Passage given —
····················

The former Methodist pastor, who resides in Florida, said that it was a huge honor and a big surprise to receive the award, which was presented to her on stage by Dave Silverman, the AA president.

"Receiving this award means so much to me," said Macbain, who was the first ex-pastor to receive the award. "I hope that my life and example will encourage others to be brave enough to be who they are. I also hope that others will realize that atheists are good, loving people, not monsters. Maybe the steps I've taken will help create a smoother path for those who will come out in the future."

Macbain, who formerly served as the public relations director of American Atheists, detailed in a longer interview with CP last year the gradual process in which she had lost her faith.

"It was very, very gradual. Actually there's not really one single moment where I can look back and say ah, that was the moment. It was kind of a slow progression," Macbain revealed.

····················

Entries supplied —
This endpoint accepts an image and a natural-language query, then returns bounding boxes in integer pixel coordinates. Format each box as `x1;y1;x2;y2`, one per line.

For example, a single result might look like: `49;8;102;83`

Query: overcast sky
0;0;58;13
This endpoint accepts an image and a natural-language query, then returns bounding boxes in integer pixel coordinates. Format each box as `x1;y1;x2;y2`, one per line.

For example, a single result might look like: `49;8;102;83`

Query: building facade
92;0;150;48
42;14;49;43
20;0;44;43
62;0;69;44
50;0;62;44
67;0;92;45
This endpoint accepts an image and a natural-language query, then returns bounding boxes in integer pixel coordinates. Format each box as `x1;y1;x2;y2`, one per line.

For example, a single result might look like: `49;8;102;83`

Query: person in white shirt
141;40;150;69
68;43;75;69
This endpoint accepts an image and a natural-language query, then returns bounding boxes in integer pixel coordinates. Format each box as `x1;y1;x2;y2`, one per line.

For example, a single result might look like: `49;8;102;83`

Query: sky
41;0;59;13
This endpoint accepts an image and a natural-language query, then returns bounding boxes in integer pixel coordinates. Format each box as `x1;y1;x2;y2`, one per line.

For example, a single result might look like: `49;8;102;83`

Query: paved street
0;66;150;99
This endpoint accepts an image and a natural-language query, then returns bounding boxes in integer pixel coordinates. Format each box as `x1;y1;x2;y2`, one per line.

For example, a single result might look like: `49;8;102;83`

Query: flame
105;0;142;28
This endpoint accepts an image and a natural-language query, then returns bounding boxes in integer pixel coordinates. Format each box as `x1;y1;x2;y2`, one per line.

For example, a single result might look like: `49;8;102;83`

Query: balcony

····················

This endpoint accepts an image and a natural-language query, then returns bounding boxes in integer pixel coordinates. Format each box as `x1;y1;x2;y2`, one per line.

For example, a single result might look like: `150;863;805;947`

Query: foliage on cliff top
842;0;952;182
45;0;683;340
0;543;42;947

····················

Exercise task —
Please write out the passage about the former pastor's award, from "The former Methodist" to "lost her faith.".

Final result —
The former Methodist pastor, who resides in Florida, said that it was a huge honor and a big surprise to receive the award, which was presented to her on stage by Dave Silverman, the AA president.

"Receiving this award means so much to me," said Macbain, who was the first ex-pastor to receive the award. "I hope that my life and example will encourage others to be brave enough to be who they are. I also hope that others will realize that atheists are good, loving people, not monsters. Maybe the steps I've taken will help create a smoother path for those who will come out in the future."

Macbain, who formerly served as the public relations director of American Atheists, detailed in a longer interview with CP last year the gradual process in which she had lost her faith.